(A block of data)
——
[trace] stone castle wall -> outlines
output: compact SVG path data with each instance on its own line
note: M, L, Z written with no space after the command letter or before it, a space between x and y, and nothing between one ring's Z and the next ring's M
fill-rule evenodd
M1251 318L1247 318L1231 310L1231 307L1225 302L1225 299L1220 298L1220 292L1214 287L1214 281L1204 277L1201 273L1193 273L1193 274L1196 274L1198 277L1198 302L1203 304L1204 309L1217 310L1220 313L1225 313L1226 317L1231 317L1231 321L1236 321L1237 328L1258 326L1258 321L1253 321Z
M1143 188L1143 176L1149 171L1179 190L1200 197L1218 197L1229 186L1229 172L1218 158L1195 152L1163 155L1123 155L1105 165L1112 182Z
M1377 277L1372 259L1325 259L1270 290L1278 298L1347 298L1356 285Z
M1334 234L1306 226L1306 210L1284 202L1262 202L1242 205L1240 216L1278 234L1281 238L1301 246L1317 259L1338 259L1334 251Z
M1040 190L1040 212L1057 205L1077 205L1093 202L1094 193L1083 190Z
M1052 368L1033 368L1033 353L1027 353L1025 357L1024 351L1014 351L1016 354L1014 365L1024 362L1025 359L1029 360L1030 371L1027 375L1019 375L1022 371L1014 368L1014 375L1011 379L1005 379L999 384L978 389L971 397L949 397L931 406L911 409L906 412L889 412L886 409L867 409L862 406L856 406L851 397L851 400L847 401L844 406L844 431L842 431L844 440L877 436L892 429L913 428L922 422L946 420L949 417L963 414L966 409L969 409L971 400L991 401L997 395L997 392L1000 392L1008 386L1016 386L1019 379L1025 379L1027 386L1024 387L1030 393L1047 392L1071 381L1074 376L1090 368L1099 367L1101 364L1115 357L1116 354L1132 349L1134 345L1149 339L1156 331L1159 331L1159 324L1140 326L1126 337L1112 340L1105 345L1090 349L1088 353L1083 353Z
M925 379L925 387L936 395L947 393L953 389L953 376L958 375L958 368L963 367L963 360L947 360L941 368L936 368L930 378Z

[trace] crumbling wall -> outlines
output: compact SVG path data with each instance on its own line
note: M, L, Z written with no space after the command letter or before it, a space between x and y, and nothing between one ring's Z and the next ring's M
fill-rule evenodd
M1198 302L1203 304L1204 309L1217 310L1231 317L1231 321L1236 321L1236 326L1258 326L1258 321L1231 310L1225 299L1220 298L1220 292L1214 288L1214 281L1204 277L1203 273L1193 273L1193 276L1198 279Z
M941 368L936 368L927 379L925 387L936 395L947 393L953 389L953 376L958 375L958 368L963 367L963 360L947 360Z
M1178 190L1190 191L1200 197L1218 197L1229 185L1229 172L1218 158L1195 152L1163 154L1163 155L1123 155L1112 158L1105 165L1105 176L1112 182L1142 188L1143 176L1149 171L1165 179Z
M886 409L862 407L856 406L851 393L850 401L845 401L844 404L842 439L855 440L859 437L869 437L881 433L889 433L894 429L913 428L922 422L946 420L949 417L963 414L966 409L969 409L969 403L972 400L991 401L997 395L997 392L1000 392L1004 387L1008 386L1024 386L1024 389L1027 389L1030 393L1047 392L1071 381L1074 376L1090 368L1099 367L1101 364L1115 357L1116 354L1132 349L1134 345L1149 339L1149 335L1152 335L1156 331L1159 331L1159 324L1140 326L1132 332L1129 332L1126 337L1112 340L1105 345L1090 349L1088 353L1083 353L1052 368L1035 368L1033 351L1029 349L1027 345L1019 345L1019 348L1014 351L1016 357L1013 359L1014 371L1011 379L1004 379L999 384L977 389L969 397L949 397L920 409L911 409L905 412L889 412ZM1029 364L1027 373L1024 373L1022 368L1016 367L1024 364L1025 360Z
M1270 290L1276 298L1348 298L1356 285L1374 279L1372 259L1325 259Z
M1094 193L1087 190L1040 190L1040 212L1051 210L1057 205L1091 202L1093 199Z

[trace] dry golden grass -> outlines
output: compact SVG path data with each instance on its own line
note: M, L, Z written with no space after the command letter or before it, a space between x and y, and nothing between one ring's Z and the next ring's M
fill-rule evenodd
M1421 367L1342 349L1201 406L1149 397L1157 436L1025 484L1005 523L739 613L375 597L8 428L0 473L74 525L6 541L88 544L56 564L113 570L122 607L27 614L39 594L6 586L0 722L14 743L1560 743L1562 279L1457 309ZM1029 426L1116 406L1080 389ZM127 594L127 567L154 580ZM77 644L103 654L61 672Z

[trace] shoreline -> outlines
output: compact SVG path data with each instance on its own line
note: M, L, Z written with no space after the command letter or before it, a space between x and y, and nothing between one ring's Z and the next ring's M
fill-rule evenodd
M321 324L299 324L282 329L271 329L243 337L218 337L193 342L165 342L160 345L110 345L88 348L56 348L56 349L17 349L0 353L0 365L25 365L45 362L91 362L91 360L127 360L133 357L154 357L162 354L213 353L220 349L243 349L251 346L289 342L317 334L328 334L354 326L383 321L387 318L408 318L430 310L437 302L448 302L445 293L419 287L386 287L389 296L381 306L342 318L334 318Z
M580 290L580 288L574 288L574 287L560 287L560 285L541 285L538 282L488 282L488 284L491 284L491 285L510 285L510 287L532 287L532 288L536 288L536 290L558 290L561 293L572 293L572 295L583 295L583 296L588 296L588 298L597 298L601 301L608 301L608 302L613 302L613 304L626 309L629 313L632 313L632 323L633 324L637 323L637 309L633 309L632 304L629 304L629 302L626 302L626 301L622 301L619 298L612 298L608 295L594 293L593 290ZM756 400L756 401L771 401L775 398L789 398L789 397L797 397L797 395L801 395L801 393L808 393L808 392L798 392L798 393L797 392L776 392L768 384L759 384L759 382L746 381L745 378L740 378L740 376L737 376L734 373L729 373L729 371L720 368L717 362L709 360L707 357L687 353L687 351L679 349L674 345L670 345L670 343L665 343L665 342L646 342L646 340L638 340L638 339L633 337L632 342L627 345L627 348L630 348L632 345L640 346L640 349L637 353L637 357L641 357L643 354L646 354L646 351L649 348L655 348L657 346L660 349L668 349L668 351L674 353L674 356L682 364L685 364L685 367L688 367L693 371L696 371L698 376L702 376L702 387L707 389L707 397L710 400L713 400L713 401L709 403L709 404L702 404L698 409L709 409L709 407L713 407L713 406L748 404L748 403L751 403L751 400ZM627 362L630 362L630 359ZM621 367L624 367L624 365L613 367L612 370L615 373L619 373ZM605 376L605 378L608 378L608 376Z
——
--- The exercise ---
Write out all the rows above again, switching "outlines" to "polygons" everywhere and leaving everything else as it is.

--- Answer to the task ---
[trace] stone castle wall -> polygons
output: compact SVG path data with each instance on its own line
note: M, L, Z written with no space after the command letter or before it, a space between x and y, and nothing between one ring's Z and the next ring's M
fill-rule evenodd
M1251 318L1247 318L1231 310L1231 307L1225 302L1225 299L1220 298L1220 292L1214 287L1214 281L1204 277L1201 273L1193 273L1193 274L1196 274L1198 277L1198 302L1203 304L1204 309L1217 310L1220 313L1225 313L1226 317L1231 317L1231 321L1236 321L1237 328L1258 326L1258 321L1253 321Z
M1143 188L1143 176L1149 171L1179 190L1200 197L1218 197L1229 186L1229 172L1218 158L1195 152L1163 155L1123 155L1105 165L1112 182Z
M1377 277L1372 259L1325 259L1270 290L1278 298L1347 298L1356 285Z
M1334 234L1306 226L1306 210L1284 202L1262 202L1242 205L1240 216L1278 234L1281 238L1301 246L1317 259L1338 259L1334 251Z
M1040 190L1040 212L1057 205L1077 205L1093 202L1094 193L1083 190Z
M1052 368L1033 368L1033 353L1027 353L1025 357L1024 351L1014 351L1016 354L1014 365L1024 362L1025 359L1029 360L1030 371L1027 375L1019 375L1022 371L1014 368L1014 375L1011 379L1005 379L999 384L978 389L971 397L949 397L931 406L911 409L906 412L889 412L886 409L867 409L862 406L856 406L851 397L851 400L847 401L844 406L844 431L842 431L844 440L877 436L892 429L913 428L922 422L946 420L949 417L963 414L966 409L969 409L971 400L991 401L997 395L997 392L1000 392L1008 386L1016 386L1019 379L1025 379L1027 386L1024 387L1030 393L1047 392L1071 381L1074 376L1090 368L1099 367L1101 364L1115 357L1116 354L1132 349L1134 345L1149 339L1156 331L1159 331L1159 324L1140 326L1126 337L1112 340L1105 345L1090 349L1088 353L1083 353Z
M925 379L925 387L936 395L947 393L953 389L953 376L958 375L958 368L963 367L963 360L947 360L941 368L936 368L930 378Z

[trace] crumbling wall -> polygons
output: compact SVG path data with each instance on its own line
note: M, L, Z written with no space after the command letter or before it, a space between x and y, and nothing between one ring's Z and the next ring's M
fill-rule evenodd
M1198 302L1203 304L1204 309L1217 310L1231 317L1231 321L1236 321L1236 326L1258 326L1258 321L1231 310L1225 299L1220 298L1220 292L1214 288L1214 281L1204 277L1203 273L1193 273L1193 276L1198 279Z
M941 368L936 368L927 379L925 387L936 395L947 393L953 389L953 376L958 375L958 368L963 367L963 360L947 360Z
M1178 190L1190 191L1200 197L1218 197L1229 185L1229 172L1218 158L1195 152L1163 154L1163 155L1123 155L1112 158L1105 165L1105 176L1112 182L1142 188L1143 176L1149 171L1165 179Z
M886 409L862 407L856 406L851 393L850 401L845 401L844 404L842 439L855 440L859 437L869 437L881 433L889 433L894 429L913 428L922 422L946 420L949 417L963 414L966 409L969 409L969 403L972 400L991 401L997 395L997 392L1000 392L1004 387L1008 386L1024 386L1024 389L1027 389L1030 393L1047 392L1071 381L1074 376L1090 368L1099 367L1101 364L1115 357L1116 354L1132 349L1134 345L1149 339L1149 335L1152 335L1156 331L1159 331L1159 324L1140 326L1132 332L1129 332L1126 337L1112 340L1105 345L1090 349L1088 353L1083 353L1052 368L1035 368L1033 351L1029 349L1027 345L1019 345L1019 348L1014 351L1016 357L1013 359L1014 371L1011 379L1004 379L999 384L977 389L969 397L949 397L920 409L911 409L905 412L889 412ZM1029 364L1027 373L1024 373L1022 368L1016 367L1024 364L1025 360Z
M1270 290L1276 298L1348 298L1356 285L1374 279L1372 259L1325 259Z
M1094 193L1087 190L1040 190L1040 212L1051 210L1057 205L1091 202L1093 199Z

[trace] dry golden grass -> polygons
output: compact SVG path data with each instance on its own line
note: M, L, Z written with no space after the command letter or before it, a space between x and y, and nothing between one ring's Z and the next ring's M
fill-rule evenodd
M1421 367L1342 349L1201 406L1149 397L1157 436L1025 484L1005 523L739 613L375 597L8 428L0 473L74 525L6 541L88 544L56 564L113 570L122 607L27 614L39 594L6 586L0 722L14 743L1560 743L1562 279L1457 309ZM1029 426L1116 406L1080 389ZM127 594L127 567L154 580ZM77 644L103 654L61 672Z

[trace] shoreline -> polygons
output: compact SVG path data with each instance on its own line
note: M, L, Z written with no space after the command letter or before it, a space between x and y, and nothing between one ring's Z and the next ring's M
fill-rule evenodd
M321 324L299 324L282 329L271 329L243 337L218 337L193 342L165 342L160 345L110 345L88 348L56 348L56 349L17 349L0 353L0 365L25 365L45 362L91 362L91 360L127 360L133 357L154 357L162 354L213 353L220 349L243 349L251 346L289 342L317 334L328 334L354 326L383 321L387 318L408 318L430 310L437 302L448 302L445 293L419 287L386 287L389 296L381 306L342 318L334 318Z
M580 290L580 288L574 288L574 287L560 287L560 285L541 285L538 282L488 282L488 284L491 284L491 285L510 285L510 287L532 287L532 288L536 288L536 290L558 290L561 293L572 293L572 295L583 295L583 296L588 296L588 298L597 298L601 301L608 301L608 302L613 302L613 304L626 309L629 313L632 313L632 323L633 324L637 323L637 309L633 309L632 304L629 304L629 302L626 302L626 301L622 301L619 298L612 298L608 295L594 293L593 290ZM756 400L756 401L771 401L775 398L789 398L789 397L797 397L797 395L801 395L801 393L808 393L808 392L798 392L798 393L797 392L776 392L768 384L759 384L759 382L746 381L745 378L740 378L740 376L737 376L734 373L729 373L729 371L720 368L717 362L709 360L707 357L687 353L687 351L679 349L674 345L670 345L670 343L665 343L665 342L646 342L646 340L638 340L638 339L633 337L632 342L627 345L627 348L630 348L632 345L640 346L640 349L637 353L637 357L641 357L643 354L646 354L646 351L649 348L655 348L657 346L660 349L668 349L668 351L674 353L674 356L682 364L685 364L685 367L688 367L693 371L696 371L698 376L702 376L702 387L707 389L707 397L710 400L713 400L713 401L709 403L709 404L702 404L698 409L709 409L709 407L713 407L713 406L748 404L748 403L751 403L751 400ZM627 362L630 362L630 359ZM621 367L624 367L624 365L613 367L612 370L615 373L619 373ZM605 376L605 378L608 378L608 376Z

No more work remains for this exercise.